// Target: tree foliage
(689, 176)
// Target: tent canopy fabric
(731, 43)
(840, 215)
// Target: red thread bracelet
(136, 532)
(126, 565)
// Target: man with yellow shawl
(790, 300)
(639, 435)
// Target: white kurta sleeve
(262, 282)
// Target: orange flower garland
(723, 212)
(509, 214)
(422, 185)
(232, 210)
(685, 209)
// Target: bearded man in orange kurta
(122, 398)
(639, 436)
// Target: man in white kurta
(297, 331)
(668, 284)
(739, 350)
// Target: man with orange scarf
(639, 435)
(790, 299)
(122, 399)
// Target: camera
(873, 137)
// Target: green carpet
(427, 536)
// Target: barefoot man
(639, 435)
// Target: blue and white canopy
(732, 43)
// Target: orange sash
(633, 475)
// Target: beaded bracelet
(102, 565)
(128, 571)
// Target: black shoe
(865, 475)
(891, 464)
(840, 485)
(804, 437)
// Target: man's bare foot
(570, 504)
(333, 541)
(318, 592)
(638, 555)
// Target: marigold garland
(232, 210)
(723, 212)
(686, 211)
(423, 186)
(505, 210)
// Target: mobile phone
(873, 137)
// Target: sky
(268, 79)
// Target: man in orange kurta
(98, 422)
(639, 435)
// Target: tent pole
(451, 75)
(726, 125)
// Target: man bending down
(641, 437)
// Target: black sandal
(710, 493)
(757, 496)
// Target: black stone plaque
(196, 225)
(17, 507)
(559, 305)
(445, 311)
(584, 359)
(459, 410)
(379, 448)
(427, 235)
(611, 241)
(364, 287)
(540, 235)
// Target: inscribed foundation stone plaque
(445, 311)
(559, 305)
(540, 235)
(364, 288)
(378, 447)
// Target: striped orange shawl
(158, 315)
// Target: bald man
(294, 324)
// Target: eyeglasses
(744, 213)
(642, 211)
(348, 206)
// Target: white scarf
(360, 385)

☆ ☆ ☆ ☆ ☆ ☆ ☆

TASK TO COMPLETE:
Reproduce every one of the entries above verbatim, line for line and in the same order.

RESULT OF THE EXERCISE:
// Target: tree foliage
(689, 176)
// Target: tent canopy fabric
(731, 43)
(840, 215)
// Target: red thread bracelet
(136, 532)
(126, 565)
// Target: man with yellow shawl
(790, 300)
(639, 435)
// Target: white kurta sleeve
(262, 282)
// Target: orange flower garland
(723, 212)
(509, 214)
(422, 185)
(232, 210)
(685, 209)
// Target: bearded man in orange kurta
(122, 398)
(639, 436)
// Target: man in white kurta
(297, 331)
(668, 284)
(739, 350)
// Target: man with orange scarf
(639, 435)
(790, 299)
(122, 399)
// Target: camera
(873, 137)
// Target: green carpet
(427, 536)
// Target: barefoot man
(639, 435)
// Target: blue and white canopy
(732, 43)
// Target: orange sash
(633, 475)
// Target: beaded bracelet
(102, 565)
(128, 571)
// Target: black shoe
(865, 475)
(891, 464)
(840, 485)
(804, 437)
// Target: man's bare foot
(570, 504)
(333, 541)
(318, 592)
(638, 555)
// Target: marigold garland
(232, 210)
(723, 212)
(686, 211)
(423, 186)
(505, 210)
// Target: mobile phone
(873, 137)
// Target: sky
(268, 79)
// Target: man in orange kurta
(98, 422)
(639, 435)
// Target: tent pole
(451, 75)
(726, 125)
// Target: man bending down
(641, 437)
// Target: black sandal
(710, 493)
(757, 496)
// Target: black stone plaque
(196, 225)
(17, 507)
(559, 305)
(445, 311)
(584, 359)
(459, 410)
(379, 448)
(427, 235)
(611, 241)
(364, 287)
(540, 235)
// Target: inscribed foundation stone plaque
(445, 311)
(559, 305)
(540, 235)
(364, 288)
(378, 447)
// Target: striped orange shawl
(158, 315)
// Target: bald man
(294, 324)
// Target: eyeglasses
(744, 213)
(642, 211)
(348, 206)
// Target: white scarf
(360, 385)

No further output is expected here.